**What is being asked:** Write out each record exactly as it stands. No pictures belong in the copy.

**Records provided:**
-=-=-=-=-
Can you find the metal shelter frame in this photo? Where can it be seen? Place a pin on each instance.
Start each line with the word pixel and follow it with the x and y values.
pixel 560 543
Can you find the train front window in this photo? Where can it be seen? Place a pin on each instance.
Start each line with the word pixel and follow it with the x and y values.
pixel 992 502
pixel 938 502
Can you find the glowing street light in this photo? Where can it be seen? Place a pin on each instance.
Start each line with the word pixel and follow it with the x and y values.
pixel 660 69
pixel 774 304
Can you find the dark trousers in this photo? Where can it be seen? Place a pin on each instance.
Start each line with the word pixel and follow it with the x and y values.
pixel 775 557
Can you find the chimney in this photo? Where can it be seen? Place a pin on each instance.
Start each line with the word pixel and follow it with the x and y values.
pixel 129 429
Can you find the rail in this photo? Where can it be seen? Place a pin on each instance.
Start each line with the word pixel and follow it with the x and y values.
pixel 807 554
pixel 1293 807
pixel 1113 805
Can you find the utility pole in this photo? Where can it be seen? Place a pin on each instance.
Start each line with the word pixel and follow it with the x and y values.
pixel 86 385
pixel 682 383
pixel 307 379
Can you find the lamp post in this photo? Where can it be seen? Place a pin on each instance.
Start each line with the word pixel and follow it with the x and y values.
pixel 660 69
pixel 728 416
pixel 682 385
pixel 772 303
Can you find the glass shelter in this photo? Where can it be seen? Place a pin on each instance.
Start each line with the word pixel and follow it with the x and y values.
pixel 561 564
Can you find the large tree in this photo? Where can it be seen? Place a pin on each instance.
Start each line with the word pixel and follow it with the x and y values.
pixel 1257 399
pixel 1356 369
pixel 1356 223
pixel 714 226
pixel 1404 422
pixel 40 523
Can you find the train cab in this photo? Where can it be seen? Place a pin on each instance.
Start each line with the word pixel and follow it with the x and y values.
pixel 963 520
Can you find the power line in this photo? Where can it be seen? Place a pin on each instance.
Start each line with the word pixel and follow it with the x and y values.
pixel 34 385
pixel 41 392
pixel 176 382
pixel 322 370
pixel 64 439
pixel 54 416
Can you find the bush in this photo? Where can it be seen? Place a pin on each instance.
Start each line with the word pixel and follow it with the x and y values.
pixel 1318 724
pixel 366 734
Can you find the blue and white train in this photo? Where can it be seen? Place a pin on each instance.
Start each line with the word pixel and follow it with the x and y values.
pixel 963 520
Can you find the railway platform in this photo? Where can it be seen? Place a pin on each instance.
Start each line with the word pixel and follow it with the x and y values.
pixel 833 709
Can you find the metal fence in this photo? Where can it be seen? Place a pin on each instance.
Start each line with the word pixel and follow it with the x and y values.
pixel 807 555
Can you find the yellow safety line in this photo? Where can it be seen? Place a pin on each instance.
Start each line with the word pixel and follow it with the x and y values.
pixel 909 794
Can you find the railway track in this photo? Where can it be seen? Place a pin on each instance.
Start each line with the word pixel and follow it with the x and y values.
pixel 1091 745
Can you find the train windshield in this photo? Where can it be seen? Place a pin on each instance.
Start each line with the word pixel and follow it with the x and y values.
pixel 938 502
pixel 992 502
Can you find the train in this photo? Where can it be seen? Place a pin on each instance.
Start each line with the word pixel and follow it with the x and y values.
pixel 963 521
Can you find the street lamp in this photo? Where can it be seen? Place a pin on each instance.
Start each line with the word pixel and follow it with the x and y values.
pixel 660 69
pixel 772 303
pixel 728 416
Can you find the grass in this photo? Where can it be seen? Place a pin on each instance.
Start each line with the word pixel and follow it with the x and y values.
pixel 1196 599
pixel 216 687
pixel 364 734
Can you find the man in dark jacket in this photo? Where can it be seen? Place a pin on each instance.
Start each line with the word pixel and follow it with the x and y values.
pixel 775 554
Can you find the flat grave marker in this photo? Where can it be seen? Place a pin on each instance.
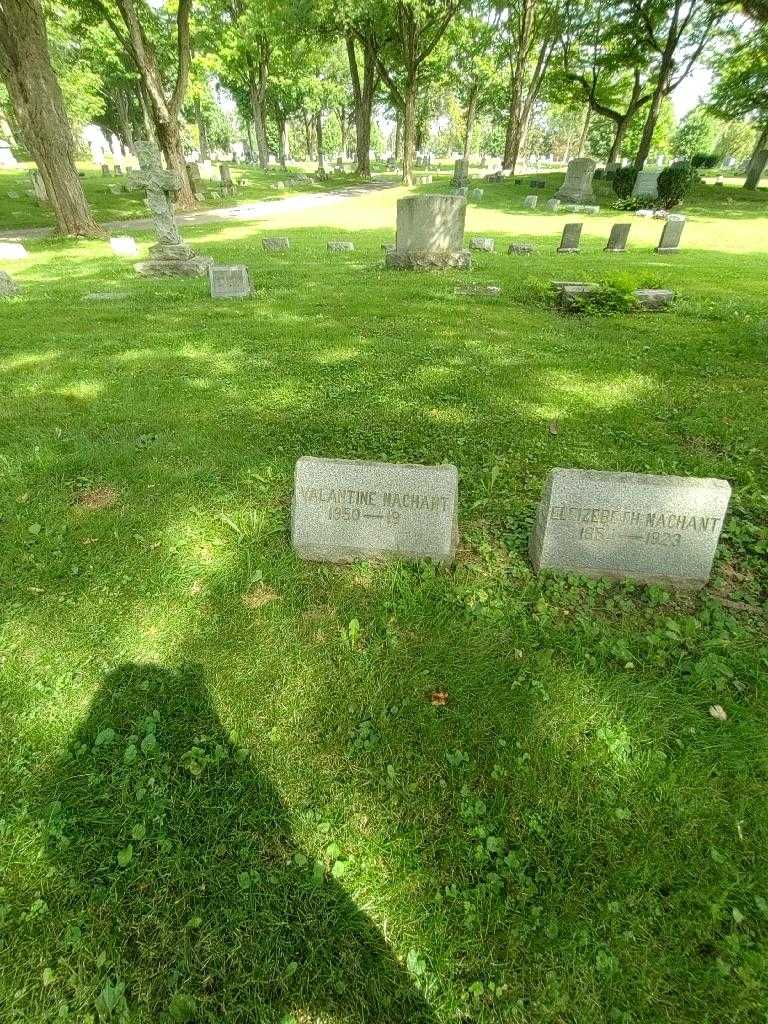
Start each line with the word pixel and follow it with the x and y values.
pixel 229 282
pixel 345 510
pixel 630 525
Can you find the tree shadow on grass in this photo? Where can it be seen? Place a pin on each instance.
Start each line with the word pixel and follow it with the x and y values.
pixel 182 870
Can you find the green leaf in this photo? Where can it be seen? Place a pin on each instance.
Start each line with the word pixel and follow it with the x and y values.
pixel 104 737
pixel 181 1008
pixel 125 856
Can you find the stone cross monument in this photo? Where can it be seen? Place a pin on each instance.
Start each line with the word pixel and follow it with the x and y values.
pixel 170 257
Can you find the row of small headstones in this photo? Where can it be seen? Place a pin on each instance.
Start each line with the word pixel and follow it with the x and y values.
pixel 571 236
pixel 621 525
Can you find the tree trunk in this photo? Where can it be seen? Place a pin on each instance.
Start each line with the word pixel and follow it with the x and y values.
pixel 470 120
pixel 364 101
pixel 37 99
pixel 256 90
pixel 758 161
pixel 205 150
pixel 318 134
pixel 409 130
pixel 585 130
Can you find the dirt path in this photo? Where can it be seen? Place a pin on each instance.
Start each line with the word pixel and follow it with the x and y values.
pixel 243 211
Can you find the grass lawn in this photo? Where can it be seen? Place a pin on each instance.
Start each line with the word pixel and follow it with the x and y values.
pixel 225 793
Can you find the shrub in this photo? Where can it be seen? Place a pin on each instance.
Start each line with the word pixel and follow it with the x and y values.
pixel 674 184
pixel 705 160
pixel 624 181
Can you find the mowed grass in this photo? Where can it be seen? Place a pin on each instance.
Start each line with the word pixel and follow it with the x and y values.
pixel 226 793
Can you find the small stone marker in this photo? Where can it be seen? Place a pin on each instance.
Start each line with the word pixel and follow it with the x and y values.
pixel 578 184
pixel 275 244
pixel 617 238
pixel 230 282
pixel 571 236
pixel 630 525
pixel 671 235
pixel 124 245
pixel 345 510
pixel 8 287
pixel 12 250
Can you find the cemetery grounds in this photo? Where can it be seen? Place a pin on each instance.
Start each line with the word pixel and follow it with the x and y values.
pixel 237 786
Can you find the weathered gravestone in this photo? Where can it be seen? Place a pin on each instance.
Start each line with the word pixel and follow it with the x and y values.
pixel 671 236
pixel 229 282
pixel 578 184
pixel 226 178
pixel 124 245
pixel 12 250
pixel 646 184
pixel 461 173
pixel 617 238
pixel 8 287
pixel 345 510
pixel 170 257
pixel 275 244
pixel 571 236
pixel 630 525
pixel 430 233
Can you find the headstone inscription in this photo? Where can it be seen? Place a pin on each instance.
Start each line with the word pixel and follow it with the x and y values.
pixel 124 245
pixel 12 250
pixel 578 184
pixel 345 510
pixel 8 287
pixel 670 241
pixel 630 526
pixel 571 236
pixel 275 244
pixel 430 233
pixel 646 184
pixel 170 257
pixel 229 282
pixel 617 239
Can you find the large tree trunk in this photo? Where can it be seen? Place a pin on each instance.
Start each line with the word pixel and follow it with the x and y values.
pixel 470 120
pixel 257 93
pixel 318 134
pixel 409 130
pixel 164 111
pixel 757 163
pixel 205 150
pixel 364 101
pixel 37 99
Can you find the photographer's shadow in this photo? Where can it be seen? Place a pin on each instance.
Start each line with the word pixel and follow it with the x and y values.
pixel 183 871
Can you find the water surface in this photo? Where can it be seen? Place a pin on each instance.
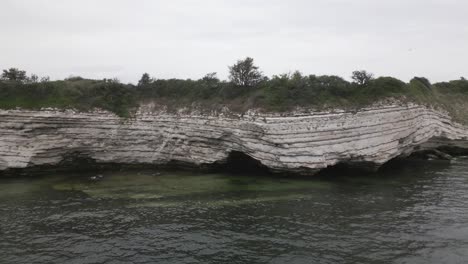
-=-=-=-=-
**Exercise solution:**
Can you find the metal shelter frame in this photo? Where can it be seen? Place a pin on each instance.
Start each line with the word pixel and follow it with the x and y values.
pixel 560 543
Can you find the train front window in this photo? Where can it be seen? Place a pin on each instance.
Start each line with the word pixel and follow it with the x and y values.
pixel 992 502
pixel 938 502
Can you find the glowing street light in this photo? Where can it be seen? Place a pin on each instance.
Start each line with the word pixel and follow it with the x and y values.
pixel 660 69
pixel 774 304
Can you find the dark trousers in this photo? Where can it be seen? Place a pin on each instance.
Start each line with the word pixel and follow it with the x and y values.
pixel 775 557
Can you find the chimney in this photo? Where can it be seen? Place a pin on each instance.
Start each line with the word pixel and follow it with the x and y values.
pixel 129 429
Can you find the rail in this photo? Where can it be seen? Place a pin on each instance.
Start each line with the word pixel and follow it with the x and y values.
pixel 807 554
pixel 1293 807
pixel 1113 805
Can you find the utility pole in this photo? Where can it be seen? Place a pin on each instance.
Start each line with the word pixel and follow it with the x and y values.
pixel 86 385
pixel 682 383
pixel 307 379
Can you find the lamp post in this photo? Where can it be seen? Place a pin on each instance.
Start each line with the word pixel and follow it with the x and y values.
pixel 660 69
pixel 728 416
pixel 682 385
pixel 772 303
Can you find the glass shelter in this photo? Where can it be seen? Place a pin on each instance.
Start each line with the word pixel and follow it with the x and y values.
pixel 561 564
Can you find the large tree in this photo? Where can it be seen? Place a pin on each instance.
Start each line with the word pixel and follow it with the x and y values.
pixel 1257 399
pixel 1356 369
pixel 1356 223
pixel 714 226
pixel 1404 422
pixel 40 523
Can you find the train cab in this photo? Where can it be seen? Place a pin on each instance.
Start each line with the word pixel and follow it with the x and y values.
pixel 963 520
Can you find the power line in this photo? Where can it be seen? Place a pin on each instance.
Start each line with the word pixel and follow it with the x and y values.
pixel 34 385
pixel 41 392
pixel 176 382
pixel 322 370
pixel 64 439
pixel 54 416
Can you find the bush in this photo? Where can it be seen? Place a pin on each instance.
Start each line with the word pixel and follow it with the x and y values.
pixel 1318 724
pixel 366 734
Can you find the blue and white train in this photo? Where can it be seen? Place a pin on each instance.
Start each line with the word pixel and follow it with the x and y values.
pixel 963 520
Can you find the railway platform in this photo? Where can it be seen? Place a pin on each instance.
Start each line with the word pixel and follow it with the x and y values.
pixel 833 709
Can you find the metal fence in this photo? Where can it be seen? Place a pin on each instance.
Start each line with the word pixel and follow it with the x and y values.
pixel 807 555
Can you find the yellow safety line in this photo? Where can it be seen? Place a pin on each instance.
Start each line with the word pixel and follow it with the x and y values.
pixel 909 794
Can you find the railway track in this photo? Where can it be seen? Place a pin on each instance.
Start each line with the word pixel and follow it with the x and y values.
pixel 1091 745
Can you find the train windshield in this photo? Where can it be seen? Place a pin on each instance.
Start each line with the word pixel and follow it with the x and y values.
pixel 938 502
pixel 992 502
Can you find the train in this photo? Where can it be seen? Place a pin on each instance.
Start each line with the word pixel and follow it with the x and y values.
pixel 963 521
Can you find the street lamp in this photo? Where can it be seen? Place a pin on each instance.
Start each line with the word pixel and follow it with the x and y values.
pixel 660 69
pixel 772 303
pixel 728 416
Can you find the grass in this photo? Where can it be seen? Place a pin on each instance.
Start each line with the word pixel and follow it with the x and y values.
pixel 1196 599
pixel 216 687
pixel 364 734
Can you find the man in dark jacket in this photo? Where can it be seen? Place a pin on each instance.
Start each line with the word pixel and follow it with the x and y values.
pixel 775 554
Can you find the flat grave marker in this photo? Where can it be seen? Place a pin on each instance.
Start each line with the word pixel and follow it with the x and y values.
pixel 229 282
pixel 345 510
pixel 630 525
Can you find the tree shadow on grass in this photo? Where can it be seen? Place a pin on each instance.
Start each line with the word pixel and follow it with the x and y values.
pixel 182 870
Can you find the green leaf in this photo? Where can it be seen? Place a pin on each instance.
Start each line with the word pixel and follow it with the x and y values.
pixel 104 737
pixel 181 1008
pixel 125 856
Can you find the stone cross monument in this photo? Where can it be seen? Place a pin on each instance.
Start each line with the word pixel and follow it with the x and y values.
pixel 170 257
Can you find the row of small headstones in this photo? Where can it be seen? Place a pin on each instance.
Start each line with the word pixel and follow it with the x and y values.
pixel 571 236
pixel 621 525
Can you find the tree trunk in this photo? Where can it be seen? Place a pin on each instance.
Start each line with the word pixel and follow it with the x and y values.
pixel 470 120
pixel 364 101
pixel 37 99
pixel 256 90
pixel 758 161
pixel 205 150
pixel 318 134
pixel 409 130
pixel 585 130
Can you find the dirt path in this photo? Where can it be seen? Place a pin on each instance.
Start each line with the word pixel and follow it with the x and y values.
pixel 243 211
Can you find the grass lawn in this photo? Where can it be seen? Place a pin on each instance.
Start each line with the word pixel and follow it with the x and y values.
pixel 225 793
Can you find the shrub in this photo? Where can it be seen? Place a pin on each instance.
Start each line with the word pixel and follow it with the x and y values.
pixel 674 184
pixel 705 160
pixel 624 181
Can you find the mowed grass in this photo? Where can it be seen? Place a pin on each instance.
Start each line with the word pixel and follow it with the x and y values.
pixel 226 793
Can you find the small stone marker in this photo? Where can it be seen? Place a pin on each instance.
Start each line with the word pixel and follow it with the x and y values.
pixel 578 184
pixel 275 244
pixel 617 238
pixel 230 282
pixel 571 236
pixel 630 525
pixel 671 235
pixel 124 245
pixel 345 510
pixel 8 287
pixel 12 250
Can you find the cemetery grounds in this photo? Where can it be seen? Place a pin on each instance.
Start each line with the word pixel and follow it with the x and y values.
pixel 237 786
Can you find the weathered gravestone in this photo? Where can it be seen? Place a pin on each instance.
Start each line with the word pixel and follow it with the x and y values.
pixel 671 236
pixel 229 282
pixel 578 184
pixel 226 178
pixel 124 245
pixel 12 250
pixel 646 184
pixel 461 173
pixel 617 238
pixel 8 287
pixel 345 510
pixel 170 257
pixel 275 244
pixel 571 236
pixel 630 525
pixel 430 233
Can you find the headstone inscription in this photo? Where can it be seen? Place a pin on each instance.
Start each line with the word pixel and follow it with the x and y values.
pixel 124 245
pixel 12 250
pixel 578 184
pixel 345 510
pixel 8 287
pixel 670 241
pixel 630 526
pixel 571 236
pixel 275 244
pixel 430 233
pixel 646 184
pixel 170 257
pixel 229 282
pixel 617 239
Can you find the large tree trunk in this photo? Where can it be seen? Place a pin on each instance.
Start each line with the word pixel and follow it with the x and y values.
pixel 470 120
pixel 257 93
pixel 318 134
pixel 409 130
pixel 164 111
pixel 757 163
pixel 205 150
pixel 364 101
pixel 37 99
Can you find the photographer's shadow in this photo? Where can it be seen? Place a pin on each instance.
Start each line with the word pixel and follow it with the x and y values.
pixel 183 871
Can you find the water surface in this photo? Where can it be seen? Place a pin on each instance.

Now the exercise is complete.